Exercises>
[1] According to the article on India-Pakistan engagement, how many ceasefire violations took place on the Line of Control in 2017?
[2] Write out the passage of the article on India-Pakistan engagement starting at "Track-2 engagement, mainly" and ending at "Minister Sushma Swaraj.".
[3] Name every person mentioned in the article on India-Pakistan engagement in the paragraph that begins "The meeting was not the first of its kind."

Page extract>
※ ※ ※
Updated: January 3, 2018 12:06:12 am
The meeting between the National Security Advisers (NSAs) of India and Pakistan on December 26 in Bangkok (reported by The Sunday Express on December 31) came at the end of a year that saw relations hit the nadir. Ceasefire violations on the Line of Control (LoC) spiked sharply — more than 825 incidents in 2017, compared to 228 in 2016. The Army lost 32 soldiers on the LoC last year; the casualties on the Pakistani side are a secret kept from even that country’s Parliament. Pakistan announced the arrest of retired Naval officer Kulbhushan Jadhav — alleging that he was an R&AW agent who had been arrested in Balochistan — and denied India consular access. After India went to the International Court of Justice, the death penalty awarded to him by a Pak military court was kept in abeyance.
The Pak army has refused to offer DGMO-level talks to bring the temperature down, probably fearing that it would be perceived as a sign of weakness. The DGMOs last met in December 2013, after a gap of 14 years.
The two armies, however, continue to engage through weekly telephone calls between the two Military Operations (MO) directorates. A Brigadier from the Indian MO directorate and a Colonel from the Pakistani MO directorate usually talk on Tuesday mornings. The two DGMOs, too, can talk by telephone, on request, if there is an urgent requirement. The two sides have used the emergency hotline mechanism in recent months to complain about particular incidents on the LoC.
While the armies are responsible for the LoC, the BSF and Pak Rangers man the International Border. The two DGs meet annually, alternately in the two countries. The last meeting was in November in New Delhi.
Diplomatic channels continue to function through the High Commissioners and foreign offices. Despite increased tensions, this formal engagement — which is not limited to the publicly-issued demarches — remains the most reliable and time-tested channel available to the two governments.
Track-2 engagement, mainly involving retired diplomats, military officials and commentators, mostly takes place in third countries. But as the controversy over the dinner attended by former Pakistani foreign minister Khurshid Mahmud Kasuri at the New Delhi residence of Mani Shankar Aiyar showed, these meetings have limited value and scope, unless blessed by the respective governments.
People-to-people engagement between the two countries has been limited, except for some medical cases of Pakistani nationals taken up on Twitter by External Affairs Minister Sushma Swaraj.
Public pronouncements by ministers and officials about Pakistan have been aggressive. Three days after the controversial December 25 meeting between Jadhav and his wife and mother, Swaraj made a fiery statement in Parliament, which gave no inkling of the Bangkok engagement between the two NSAs.
The meeting was not the first of its kind — the chiefs of R&AW and ISI, A K Verma and Hamid Gul, famously met in a third country in 1988, and junior diplomats have had meetings at their levels. In December 2015, NSAs Ajit Doval and Lt Gen (retd) Nasir Khan Janjua, accompanied by the two foreign secretaries, had met in Bangkok. Days later, Prime Minister Narendra Modi made a surprise stopover in Lahore to wish then Pakistani PM Nawaz Sharif on his birthday. While Sharif is no longer PM and Gen Raheel Sharif, who was Pakistan’s army chief when Janjua was appointed to his post, has retired, the current chief, Gen Qamar Javed Bajwa, has made some promising noises on India-Pakistan engagement. It is unclear whether Janjua has the confidence of Gen Bajwa, however.
※ ※ ※
Given records>

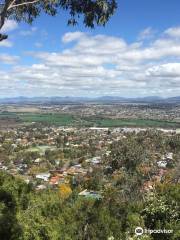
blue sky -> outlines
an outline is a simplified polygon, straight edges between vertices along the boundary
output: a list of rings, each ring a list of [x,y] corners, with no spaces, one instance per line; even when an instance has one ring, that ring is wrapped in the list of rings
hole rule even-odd
[[[106,27],[67,26],[68,14],[5,24],[1,97],[176,96],[180,1],[119,0]]]

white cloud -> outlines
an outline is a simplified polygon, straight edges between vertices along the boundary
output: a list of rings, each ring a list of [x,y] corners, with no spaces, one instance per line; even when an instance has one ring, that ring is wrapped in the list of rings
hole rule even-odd
[[[8,54],[0,54],[0,62],[5,64],[15,64],[19,60],[18,56],[10,56]]]
[[[0,47],[12,47],[13,43],[9,40],[4,40],[0,42]]]
[[[1,29],[2,33],[8,33],[18,28],[17,22],[14,20],[7,20]]]
[[[167,30],[168,31],[168,30]],[[180,39],[164,35],[147,44],[70,32],[66,48],[31,52],[38,63],[1,73],[7,92],[20,95],[179,95]],[[36,60],[35,60],[36,61]],[[5,91],[5,90],[4,90]],[[6,92],[6,91],[5,91]]]
[[[20,35],[26,37],[26,36],[31,36],[33,35],[35,32],[37,31],[37,28],[36,27],[31,27],[29,30],[23,30],[23,31],[20,31]]]
[[[138,40],[150,39],[154,36],[154,34],[155,31],[151,27],[145,28],[139,33]]]
[[[180,27],[168,28],[164,33],[170,37],[180,37]]]

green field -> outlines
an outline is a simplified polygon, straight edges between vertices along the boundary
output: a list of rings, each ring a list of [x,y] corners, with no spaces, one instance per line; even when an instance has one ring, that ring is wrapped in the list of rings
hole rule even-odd
[[[148,119],[102,119],[94,121],[100,127],[164,127],[176,128],[180,123]]]
[[[109,119],[97,117],[80,118],[59,113],[0,113],[1,119],[14,119],[21,123],[42,123],[56,126],[79,127],[154,127],[154,128],[180,128],[180,123],[164,120],[149,119]]]
[[[63,114],[18,114],[19,119],[22,122],[36,122],[46,123],[51,125],[71,125],[74,122],[74,117],[71,115]]]

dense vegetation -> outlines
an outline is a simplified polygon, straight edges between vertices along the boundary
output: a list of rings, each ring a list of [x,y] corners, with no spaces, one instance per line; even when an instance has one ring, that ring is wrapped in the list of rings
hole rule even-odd
[[[180,239],[180,136],[147,131],[113,142],[103,165],[70,189],[36,192],[33,185],[0,173],[1,240],[178,240]],[[157,159],[174,154],[166,174],[156,180]],[[153,189],[146,191],[144,184]],[[83,198],[84,189],[101,199]],[[134,230],[173,230],[144,234]],[[112,238],[114,237],[114,238]]]

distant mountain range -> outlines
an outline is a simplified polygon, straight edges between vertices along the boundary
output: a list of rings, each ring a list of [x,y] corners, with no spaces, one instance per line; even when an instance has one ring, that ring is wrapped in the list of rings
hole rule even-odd
[[[0,98],[0,104],[62,104],[62,103],[180,103],[180,96],[125,98],[118,96],[91,97],[14,97]]]

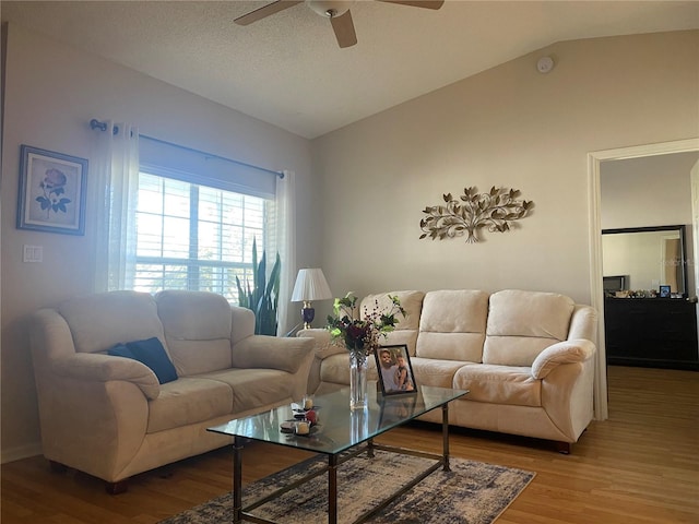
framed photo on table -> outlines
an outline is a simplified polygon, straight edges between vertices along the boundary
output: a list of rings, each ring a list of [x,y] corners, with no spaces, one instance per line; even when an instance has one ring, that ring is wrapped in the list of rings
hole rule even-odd
[[[380,346],[374,354],[379,384],[384,395],[415,393],[417,384],[405,344]]]
[[[17,228],[85,234],[87,159],[20,147]]]

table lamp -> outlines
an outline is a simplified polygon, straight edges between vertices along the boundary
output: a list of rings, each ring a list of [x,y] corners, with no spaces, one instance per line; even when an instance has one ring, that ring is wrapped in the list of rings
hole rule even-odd
[[[312,267],[298,271],[294,293],[292,293],[292,302],[304,302],[301,318],[304,319],[305,330],[310,329],[310,324],[316,317],[316,310],[311,301],[327,300],[329,298],[332,298],[332,293],[321,269]]]

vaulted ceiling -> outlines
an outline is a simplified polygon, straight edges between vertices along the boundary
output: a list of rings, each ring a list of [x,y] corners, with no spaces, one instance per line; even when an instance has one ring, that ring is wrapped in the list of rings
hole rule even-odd
[[[699,2],[460,1],[439,10],[352,2],[358,43],[299,3],[2,1],[2,21],[316,138],[560,40],[699,27]]]

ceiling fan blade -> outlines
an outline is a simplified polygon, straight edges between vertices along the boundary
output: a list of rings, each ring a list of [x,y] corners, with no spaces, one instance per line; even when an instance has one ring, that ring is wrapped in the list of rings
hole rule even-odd
[[[279,13],[280,11],[284,11],[285,9],[293,8],[297,3],[303,3],[304,0],[276,0],[275,2],[268,3],[266,5],[262,5],[261,8],[256,9],[254,11],[250,11],[248,14],[244,14],[242,16],[238,16],[234,20],[234,22],[238,25],[248,25],[252,22],[257,22],[258,20],[262,20],[270,14]]]
[[[411,5],[413,8],[439,9],[445,4],[445,0],[378,0],[386,3],[400,3],[401,5]]]
[[[352,47],[357,43],[357,34],[354,31],[352,14],[350,14],[348,10],[340,16],[331,16],[330,23],[332,24],[332,31],[335,32],[340,47]]]

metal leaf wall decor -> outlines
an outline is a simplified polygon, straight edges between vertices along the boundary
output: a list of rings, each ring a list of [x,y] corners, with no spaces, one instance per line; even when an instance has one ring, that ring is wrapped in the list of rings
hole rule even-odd
[[[447,193],[446,205],[425,207],[427,217],[419,221],[425,231],[419,238],[429,237],[435,240],[461,237],[467,234],[466,242],[479,241],[478,229],[487,227],[488,231],[505,233],[510,230],[510,223],[529,215],[534,202],[517,200],[518,189],[496,188],[489,193],[478,193],[475,187],[465,188],[458,199]]]

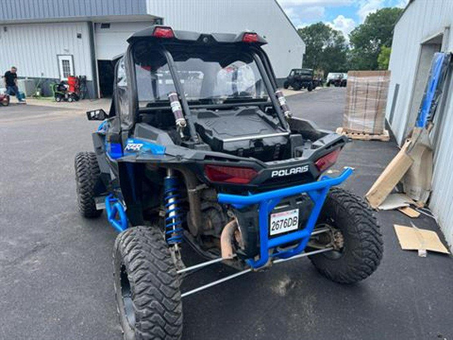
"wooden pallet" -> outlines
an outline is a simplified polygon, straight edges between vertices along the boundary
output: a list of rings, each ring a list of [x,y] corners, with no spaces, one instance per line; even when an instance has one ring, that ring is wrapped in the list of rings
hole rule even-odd
[[[384,130],[382,134],[372,134],[367,132],[348,131],[344,127],[338,127],[336,132],[338,134],[344,134],[353,140],[382,141],[382,142],[389,142],[390,140],[390,135],[389,134],[388,130]]]

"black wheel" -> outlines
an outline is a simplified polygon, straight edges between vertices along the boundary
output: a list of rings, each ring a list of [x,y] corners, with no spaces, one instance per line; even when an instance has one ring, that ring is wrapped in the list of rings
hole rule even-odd
[[[95,201],[95,189],[100,185],[101,176],[96,154],[79,152],[76,155],[74,168],[79,210],[84,217],[98,217],[102,210],[96,209]]]
[[[328,227],[333,232],[319,234],[317,242],[336,246],[335,250],[310,256],[320,273],[333,281],[352,284],[376,270],[382,258],[382,235],[361,198],[332,188],[317,223],[317,228]]]
[[[180,278],[159,227],[135,227],[118,235],[113,266],[124,338],[180,339]]]

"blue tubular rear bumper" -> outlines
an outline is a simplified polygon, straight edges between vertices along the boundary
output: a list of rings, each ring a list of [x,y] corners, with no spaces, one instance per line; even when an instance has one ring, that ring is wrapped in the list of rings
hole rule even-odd
[[[259,268],[267,263],[270,256],[286,258],[303,251],[310,238],[312,232],[315,228],[329,189],[331,187],[338,185],[345,181],[352,173],[352,169],[350,168],[347,168],[340,176],[335,178],[330,178],[326,176],[324,176],[316,182],[278,189],[266,192],[250,194],[248,196],[219,193],[217,198],[219,203],[231,204],[237,209],[240,209],[250,205],[259,205],[258,220],[259,221],[260,257],[257,260],[248,259],[247,262],[249,265],[253,268]],[[314,203],[314,206],[310,213],[305,228],[269,239],[269,216],[271,212],[282,198],[304,192],[307,193]],[[294,241],[298,241],[298,243],[290,250],[279,252],[273,251],[272,254],[269,254],[270,249]]]

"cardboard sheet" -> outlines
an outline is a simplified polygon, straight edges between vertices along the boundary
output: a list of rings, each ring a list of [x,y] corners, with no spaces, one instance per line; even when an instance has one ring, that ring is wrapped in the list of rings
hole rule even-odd
[[[404,250],[429,250],[450,253],[435,232],[397,224],[393,226],[401,249]]]
[[[409,207],[415,202],[404,193],[391,193],[378,207],[380,210],[393,210],[403,207]]]
[[[410,207],[403,207],[403,208],[399,208],[398,210],[411,219],[416,219],[420,216],[420,213]]]
[[[373,208],[377,208],[384,201],[414,162],[406,154],[409,144],[409,142],[406,142],[365,195]]]

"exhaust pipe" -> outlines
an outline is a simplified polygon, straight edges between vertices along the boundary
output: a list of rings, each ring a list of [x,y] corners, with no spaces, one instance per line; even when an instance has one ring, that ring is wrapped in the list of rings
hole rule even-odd
[[[220,235],[220,249],[222,258],[224,260],[232,259],[234,257],[233,238],[235,232],[238,230],[238,223],[236,219],[232,220],[228,222],[222,230],[222,234]]]

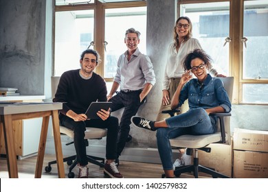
※ ※ ※
Task-by-task outputs>
[1] More than 825 incidents.

[2]
Track-2 engagement, mainly involving retired diplomats, military officials and commentators, mostly takes place in third countries. But as the controversy over the dinner attended by former Pakistani foreign minister Khurshid Mahmud Kasuri at the New Delhi residence of Mani Shankar Aiyar showed, these meetings have limited value and scope, unless blessed by the respective governments.
People-to-people engagement between the two countries has been limited, except for some medical cases of Pakistani nationals taken up on Twitter by External Affairs Minister Sushma Swaraj.

[3] A K Verma, Hamid Gul, Ajit Doval, Nasir Khan Janjua, Narendra Modi, Nawaz Sharif, Raheel Sharif, Qamar Javed Bajwa